● Consigne
Dans l'entretien, de quel instrument Brendan jouait-il au sein de son groupe punk en Nouvelle-Zélande ?

● Extrait du document
# # # #

Brendan — Avant le groupe, j’ai vécu cinq années en Nouvelle-Zélande
— j’y suis arrivé avec mes parents lorsque j’avais 15 ans. Puis
nous sommes partis pendant quatre ans en Australie, avant de revenir
à Londres. J’ai donc découvert des cultures très différentes —
celle des Maoris, des Polynésiens —, une manière totalement originale
d’appréhender la vie. J’ai beaucoup appris au cours de mon adolescence
: je connaissais plusieurs religions, des tas de traditions locales
fascinantes, des moeurs particulières. En grandissant là-bas,
j’avais le sentiment d’avoir des choix à faire. Aucun style de
vie ne pouvait jamais m’être imposé, car les voyages m’avaient
montré que l’individu était roi. Si je le souhaitais, je pouvais
vivre comme un Anglais, un Irlandais, un Australien ou un Maori.
Je pouvais aussi mélanger, prendre les meilleurs aspects de chaque
culture. A moi d’organiser ma vie comme je le souhaitais. En Nouvelle-Zélande,
j’appartenais à un groupe punk, un trio. Je jouais de la basse,
on reprenait MC 5, les Stooges. Aujourd’hui, il arrive que l’énergie
du rock ressurgisse en moi, alors je joue à fond avec des copains,
dans une grange, près de chez moi. La force du son me fascine,
mais le rock tel qu’on le conçoit maintenant ne m’attire plus.
Pour moi, il a perdu tout son côté sexuel, choquant. Il n’y a
plus rien d’excitant, hormis chez des gens comme Neneh Cherry
ou Björk... Avec mon groupe punk, je voulais expérimenter, tenter
des trucs étranges et surtout provoquer les gens du coin, très
conservateurs, très bourgeois. La Nouvelle-Zélande, c’est un peu
une immense maison de retraite. Tous les jeunes partent pour l’Australie.
Sans notre label, 4AD, nous ne serions sans doute plus là aujourd’hui.
Nous arrivions avec nos grands idéaux et les gens de notre maison
de disques nous ont écoutés. Seuls, nous n’aurions pas survécu.
Tu as souvent dit haïr les clichés
et avoir créé Dead Can Dance en réaction aux stéréotypes.
Rien ne m’ennuie plus que la répétition,
les effets de style connus — même au sein de Dead Can Dance. J’ai
toujours lutté contre tout ça, au grand désarroi d’une certaine
frange du public rock qui peine à nous étiqueter. Nous ne sommes
ni un groupe politique, ni un groupe religieux. Nous ne ressemblons
à personne. Notre seul but, c’est la communion.
Lisa — C’est l’essence du chant : arriver à communier avec
l’auditeur. Grâce au travail — les répétitions, les concerts —,
j’ai pu acquérir une certaine maîtrise de mon corps et de ma voix
qui me permet de monter sur scène parfaitement préparée, ouverte,
pure. Chez moi, je travaille seule, dans un lieu isolé, une grande
cabane dans les montagnes, où je vais pour jouer et chanter. C’est
un autre domaine, une dimension unique. Mais il est très dangereux
d’en parler, je devrais me taire.

# # # #

● Données fournies
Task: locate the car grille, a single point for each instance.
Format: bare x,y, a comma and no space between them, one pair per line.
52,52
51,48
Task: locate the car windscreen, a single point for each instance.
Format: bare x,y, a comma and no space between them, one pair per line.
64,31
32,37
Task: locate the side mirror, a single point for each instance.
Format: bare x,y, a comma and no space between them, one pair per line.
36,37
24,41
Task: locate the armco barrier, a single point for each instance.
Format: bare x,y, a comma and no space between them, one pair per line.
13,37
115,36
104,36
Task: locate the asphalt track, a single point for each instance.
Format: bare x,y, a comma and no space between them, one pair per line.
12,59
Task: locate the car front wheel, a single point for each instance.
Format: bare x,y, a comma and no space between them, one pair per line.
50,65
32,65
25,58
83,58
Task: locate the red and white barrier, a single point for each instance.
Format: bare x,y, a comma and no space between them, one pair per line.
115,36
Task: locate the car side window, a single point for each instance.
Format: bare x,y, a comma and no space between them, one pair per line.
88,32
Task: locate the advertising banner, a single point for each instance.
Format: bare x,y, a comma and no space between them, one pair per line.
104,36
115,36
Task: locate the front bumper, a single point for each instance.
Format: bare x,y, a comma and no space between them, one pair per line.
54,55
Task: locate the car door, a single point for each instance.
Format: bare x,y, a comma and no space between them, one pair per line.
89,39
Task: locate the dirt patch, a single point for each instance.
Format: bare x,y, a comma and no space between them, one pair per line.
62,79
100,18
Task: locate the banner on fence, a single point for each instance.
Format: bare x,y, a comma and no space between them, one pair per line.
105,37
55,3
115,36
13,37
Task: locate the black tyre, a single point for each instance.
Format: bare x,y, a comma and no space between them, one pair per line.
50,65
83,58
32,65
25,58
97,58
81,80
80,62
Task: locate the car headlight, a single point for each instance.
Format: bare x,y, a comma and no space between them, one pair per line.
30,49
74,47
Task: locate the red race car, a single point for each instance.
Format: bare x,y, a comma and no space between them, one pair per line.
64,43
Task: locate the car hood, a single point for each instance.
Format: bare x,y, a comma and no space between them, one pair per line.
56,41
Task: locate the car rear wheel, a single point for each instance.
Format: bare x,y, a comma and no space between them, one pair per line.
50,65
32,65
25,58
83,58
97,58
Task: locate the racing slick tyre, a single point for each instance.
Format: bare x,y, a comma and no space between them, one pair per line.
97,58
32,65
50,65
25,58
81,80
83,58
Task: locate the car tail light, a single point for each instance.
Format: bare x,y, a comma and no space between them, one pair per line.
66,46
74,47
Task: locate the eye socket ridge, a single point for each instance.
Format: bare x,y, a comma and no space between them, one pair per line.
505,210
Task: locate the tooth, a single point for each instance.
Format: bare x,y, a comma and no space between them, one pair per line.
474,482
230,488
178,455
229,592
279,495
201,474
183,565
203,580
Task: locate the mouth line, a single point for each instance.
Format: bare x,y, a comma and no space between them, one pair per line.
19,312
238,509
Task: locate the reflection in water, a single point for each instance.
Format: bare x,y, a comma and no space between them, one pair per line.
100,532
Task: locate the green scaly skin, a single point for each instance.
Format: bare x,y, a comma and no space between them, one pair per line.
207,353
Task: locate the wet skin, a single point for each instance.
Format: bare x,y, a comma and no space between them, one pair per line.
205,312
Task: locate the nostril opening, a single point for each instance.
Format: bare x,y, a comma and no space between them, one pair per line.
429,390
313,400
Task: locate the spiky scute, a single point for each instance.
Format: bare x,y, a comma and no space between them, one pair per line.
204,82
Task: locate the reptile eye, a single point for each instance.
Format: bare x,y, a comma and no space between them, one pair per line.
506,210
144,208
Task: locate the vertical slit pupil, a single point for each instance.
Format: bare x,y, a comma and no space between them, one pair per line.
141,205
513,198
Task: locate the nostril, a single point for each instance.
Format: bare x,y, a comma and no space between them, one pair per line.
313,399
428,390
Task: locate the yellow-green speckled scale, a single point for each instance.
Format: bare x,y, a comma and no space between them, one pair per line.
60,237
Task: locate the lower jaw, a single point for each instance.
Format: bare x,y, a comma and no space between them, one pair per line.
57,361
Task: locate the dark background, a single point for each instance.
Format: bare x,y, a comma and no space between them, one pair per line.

# # # #

● Corrigé
De la basse.